AIM OF THE EXERCISE —
Copy the material below line for line, keeping every character unchanged.

EXTRACTED INFORMATION —

## Begin

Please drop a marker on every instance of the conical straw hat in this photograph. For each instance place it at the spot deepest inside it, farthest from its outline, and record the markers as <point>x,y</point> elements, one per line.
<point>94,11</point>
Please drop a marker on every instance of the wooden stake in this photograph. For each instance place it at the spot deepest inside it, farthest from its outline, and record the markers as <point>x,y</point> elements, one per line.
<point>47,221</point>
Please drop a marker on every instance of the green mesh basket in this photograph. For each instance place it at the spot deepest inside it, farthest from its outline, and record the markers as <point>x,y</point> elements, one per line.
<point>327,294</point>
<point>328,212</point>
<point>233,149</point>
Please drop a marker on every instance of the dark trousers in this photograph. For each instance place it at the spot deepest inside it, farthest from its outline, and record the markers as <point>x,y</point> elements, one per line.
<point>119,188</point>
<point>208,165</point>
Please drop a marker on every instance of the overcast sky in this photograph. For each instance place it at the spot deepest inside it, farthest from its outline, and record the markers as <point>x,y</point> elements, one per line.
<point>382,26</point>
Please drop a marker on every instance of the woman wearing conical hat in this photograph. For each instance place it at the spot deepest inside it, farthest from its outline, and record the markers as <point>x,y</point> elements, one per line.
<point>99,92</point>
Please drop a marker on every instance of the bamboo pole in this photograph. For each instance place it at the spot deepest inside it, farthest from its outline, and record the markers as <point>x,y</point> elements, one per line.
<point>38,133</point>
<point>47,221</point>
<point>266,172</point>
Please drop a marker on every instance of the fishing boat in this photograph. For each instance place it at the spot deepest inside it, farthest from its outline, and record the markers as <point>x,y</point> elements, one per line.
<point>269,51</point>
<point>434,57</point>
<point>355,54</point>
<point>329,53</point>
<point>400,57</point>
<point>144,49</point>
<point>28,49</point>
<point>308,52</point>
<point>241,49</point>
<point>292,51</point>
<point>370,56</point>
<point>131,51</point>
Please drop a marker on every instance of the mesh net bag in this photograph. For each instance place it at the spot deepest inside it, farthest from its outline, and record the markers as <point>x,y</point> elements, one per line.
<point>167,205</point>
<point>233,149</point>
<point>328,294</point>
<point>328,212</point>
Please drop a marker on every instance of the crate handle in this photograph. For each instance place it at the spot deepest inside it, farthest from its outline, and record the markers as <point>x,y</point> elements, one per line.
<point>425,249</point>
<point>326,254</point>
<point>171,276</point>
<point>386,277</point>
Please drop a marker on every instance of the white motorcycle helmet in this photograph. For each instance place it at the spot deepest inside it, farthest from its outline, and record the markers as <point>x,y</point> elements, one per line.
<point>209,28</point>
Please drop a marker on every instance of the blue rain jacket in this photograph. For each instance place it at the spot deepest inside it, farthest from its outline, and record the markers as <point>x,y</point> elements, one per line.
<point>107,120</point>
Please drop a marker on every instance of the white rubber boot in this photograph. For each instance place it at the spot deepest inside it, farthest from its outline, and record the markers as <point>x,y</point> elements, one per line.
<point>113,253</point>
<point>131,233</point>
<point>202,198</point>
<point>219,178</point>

## End

OUTPUT OF THE TASK —
Please drop a marker on every instance of the conical straw hat in this photograph. For each instance place it at the spot deepest inside it, farthest from its outline, and record the markers as <point>x,y</point> elements, one per line.
<point>94,11</point>
Please drop a marker on every instance of the wooden stake in this photograph. For each instance place it at the spot deepest inside it, farthest from its outline, and record the markers as <point>x,y</point> elements, one per line.
<point>47,221</point>
Please drop a marker on every instance of the green mesh basket in this photograph. For each instance place it at the spot deepest inside it, farthest from its outline, and record the markers as <point>x,y</point> elements, one per line.
<point>327,294</point>
<point>328,212</point>
<point>233,149</point>
Please drop a marker on every instance of the dark trousers in this photograph. For each instance place it at the spot deepest inside it, farthest from its outline, and record the markers as <point>x,y</point> elements, one per line.
<point>119,188</point>
<point>208,165</point>
Please drop a marker on every instance of the overcast sky in this photograph. For each instance place it at the spot deepest inside it, farthest from its outline, and record the markers as <point>x,y</point> elements, one per line.
<point>382,26</point>
Please drop a marker on every instance of the woman wearing conical hat in this photograph. For each instance place it at the spot deepest inside it, farthest from its outline, and record the markers as <point>x,y</point> elements, one per line.
<point>99,92</point>
Please drop a marker on every instance of the bamboo pole in this photograph. For each instance place it at the spot deepest inside it, farthest from its outline, and record the markers as <point>x,y</point> elements, one per line.
<point>38,133</point>
<point>47,221</point>
<point>266,172</point>
Please drop a marker on every instance of the fishing boat in this photograph. For each instance place it at the spot deepest inside it, farthest from its outline, and record the markers as <point>x,y</point> elements, one per line.
<point>269,51</point>
<point>434,57</point>
<point>355,54</point>
<point>329,53</point>
<point>400,57</point>
<point>144,49</point>
<point>28,49</point>
<point>308,52</point>
<point>241,49</point>
<point>292,51</point>
<point>370,56</point>
<point>131,51</point>
Please drop a marker on every instance of the mesh net bag in this photograph. For each instance place it at the spot deepest inside it, farthest from its outline, and record the markers as <point>x,y</point> elements, one per line.
<point>167,205</point>
<point>233,149</point>
<point>328,294</point>
<point>328,212</point>
Please drop a marker on every instance of the crate handle in this photograph. For each instance place it at the spot deepest inside it, farthest from its outline, and record the markers as <point>x,y</point> elements, one per line.
<point>425,249</point>
<point>326,254</point>
<point>171,276</point>
<point>386,277</point>
Please drop a marker on every instance of the white motorcycle helmet in this photograph. For each instance place it at the spot deepest inside it, farthest from its outline, and record the markers as <point>x,y</point> elements, one per line.
<point>209,28</point>
Please drop a marker on every instance of the blue rain jacket in this photograph. For each instance place it at the spot deepest inside it, farthest from its outline, and record the markers as <point>x,y</point> elements, one per line.
<point>107,120</point>
Please drop a marker on every instance of the white rubber boot in this photograph. For each instance place it at the spot deepest inside it, farthest from its outline, and record the markers as <point>x,y</point> elements, one per line.
<point>113,253</point>
<point>131,233</point>
<point>202,198</point>
<point>219,178</point>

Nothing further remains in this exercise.